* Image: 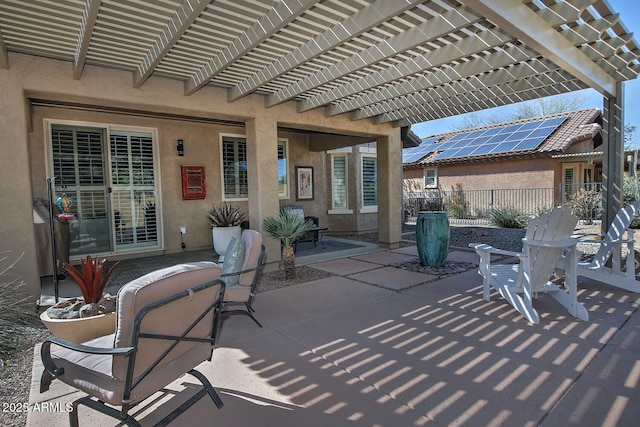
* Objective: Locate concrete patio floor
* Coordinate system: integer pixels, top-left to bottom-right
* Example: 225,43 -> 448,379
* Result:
28,246 -> 640,426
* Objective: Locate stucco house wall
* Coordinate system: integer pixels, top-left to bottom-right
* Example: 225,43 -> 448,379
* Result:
436,158 -> 558,191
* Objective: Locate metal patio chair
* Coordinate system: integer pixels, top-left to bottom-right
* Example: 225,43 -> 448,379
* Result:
40,262 -> 226,426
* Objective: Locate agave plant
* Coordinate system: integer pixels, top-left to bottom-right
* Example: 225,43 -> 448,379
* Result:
63,256 -> 119,317
263,209 -> 313,279
208,202 -> 246,227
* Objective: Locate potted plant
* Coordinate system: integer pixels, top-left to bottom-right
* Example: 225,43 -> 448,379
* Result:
208,202 -> 246,261
263,209 -> 313,279
40,255 -> 119,343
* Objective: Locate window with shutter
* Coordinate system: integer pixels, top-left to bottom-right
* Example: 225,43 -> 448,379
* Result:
278,140 -> 289,198
222,135 -> 248,200
361,155 -> 378,212
562,165 -> 577,202
332,155 -> 348,210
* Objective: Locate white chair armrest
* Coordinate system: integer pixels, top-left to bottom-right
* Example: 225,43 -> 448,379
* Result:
571,232 -> 605,238
522,238 -> 578,249
469,242 -> 522,258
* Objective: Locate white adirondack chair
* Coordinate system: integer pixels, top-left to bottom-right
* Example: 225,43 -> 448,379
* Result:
574,201 -> 640,293
470,206 -> 588,324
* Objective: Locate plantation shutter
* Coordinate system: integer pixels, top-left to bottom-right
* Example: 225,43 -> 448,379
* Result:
222,136 -> 248,199
362,156 -> 377,207
51,125 -> 111,255
278,140 -> 288,198
110,131 -> 157,247
332,155 -> 347,209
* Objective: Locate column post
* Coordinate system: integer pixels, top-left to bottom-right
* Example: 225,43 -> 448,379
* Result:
377,131 -> 402,249
245,116 -> 281,271
602,82 -> 625,232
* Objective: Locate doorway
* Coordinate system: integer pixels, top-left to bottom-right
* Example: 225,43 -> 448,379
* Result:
50,124 -> 160,257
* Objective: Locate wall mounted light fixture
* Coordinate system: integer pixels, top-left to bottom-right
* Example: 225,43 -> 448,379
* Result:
177,139 -> 184,156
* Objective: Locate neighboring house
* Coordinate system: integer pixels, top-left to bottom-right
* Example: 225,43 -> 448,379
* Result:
403,109 -> 605,202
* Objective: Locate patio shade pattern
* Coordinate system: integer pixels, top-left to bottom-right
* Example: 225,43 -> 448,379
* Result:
0,0 -> 639,126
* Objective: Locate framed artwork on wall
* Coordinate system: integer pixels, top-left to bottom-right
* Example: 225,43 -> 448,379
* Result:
296,166 -> 314,200
181,165 -> 206,200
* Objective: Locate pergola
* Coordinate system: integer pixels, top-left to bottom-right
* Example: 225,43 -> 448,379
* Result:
1,0 -> 639,246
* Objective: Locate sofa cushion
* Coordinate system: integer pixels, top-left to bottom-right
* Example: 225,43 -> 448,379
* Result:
221,237 -> 245,286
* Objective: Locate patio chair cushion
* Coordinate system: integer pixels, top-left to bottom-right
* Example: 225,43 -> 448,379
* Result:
238,229 -> 262,288
49,334 -> 120,404
221,237 -> 245,286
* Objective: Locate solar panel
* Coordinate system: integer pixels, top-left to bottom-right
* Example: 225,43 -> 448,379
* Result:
480,127 -> 502,136
543,117 -> 566,127
472,144 -> 495,155
432,116 -> 567,160
498,124 -> 521,134
402,136 -> 441,163
518,121 -> 541,131
515,139 -> 544,151
447,134 -> 467,142
491,141 -> 518,153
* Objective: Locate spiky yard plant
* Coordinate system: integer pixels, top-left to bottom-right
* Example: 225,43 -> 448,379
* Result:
263,210 -> 314,279
208,202 -> 246,227
63,256 -> 119,317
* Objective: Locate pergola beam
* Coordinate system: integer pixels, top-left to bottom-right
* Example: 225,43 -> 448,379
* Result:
228,0 -> 424,102
185,0 -> 318,96
343,45 -> 540,120
464,0 -> 618,97
354,58 -> 564,121
387,77 -> 587,126
134,0 -> 210,89
269,7 -> 482,109
336,12 -> 619,119
73,0 -> 101,80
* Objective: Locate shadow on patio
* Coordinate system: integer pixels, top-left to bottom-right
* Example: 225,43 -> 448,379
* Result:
30,245 -> 640,427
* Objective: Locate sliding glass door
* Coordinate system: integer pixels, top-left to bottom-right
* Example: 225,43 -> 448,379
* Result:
50,124 -> 159,256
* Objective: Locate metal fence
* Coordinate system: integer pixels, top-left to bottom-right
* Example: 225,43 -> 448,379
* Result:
403,183 -> 603,225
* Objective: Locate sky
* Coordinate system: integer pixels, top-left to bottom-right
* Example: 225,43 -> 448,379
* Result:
411,0 -> 640,139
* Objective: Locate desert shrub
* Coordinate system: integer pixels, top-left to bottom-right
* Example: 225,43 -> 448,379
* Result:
0,251 -> 37,361
570,188 -> 602,224
623,174 -> 639,205
489,206 -> 530,229
447,183 -> 469,219
534,205 -> 552,217
623,175 -> 640,228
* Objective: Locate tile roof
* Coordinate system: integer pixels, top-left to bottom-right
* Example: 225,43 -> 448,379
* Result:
405,108 -> 602,167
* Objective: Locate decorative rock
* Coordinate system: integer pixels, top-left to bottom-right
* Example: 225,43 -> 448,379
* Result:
390,258 -> 476,277
45,293 -> 117,319
464,229 -> 489,237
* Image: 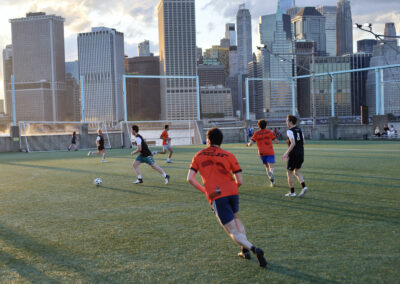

----------

Work to be completed — The lines you return should be those above that contain the word "cushion", every one of them.

Expected answer —
* Objective: Locate sofa cushion
* Objective: Locate patio chair cushion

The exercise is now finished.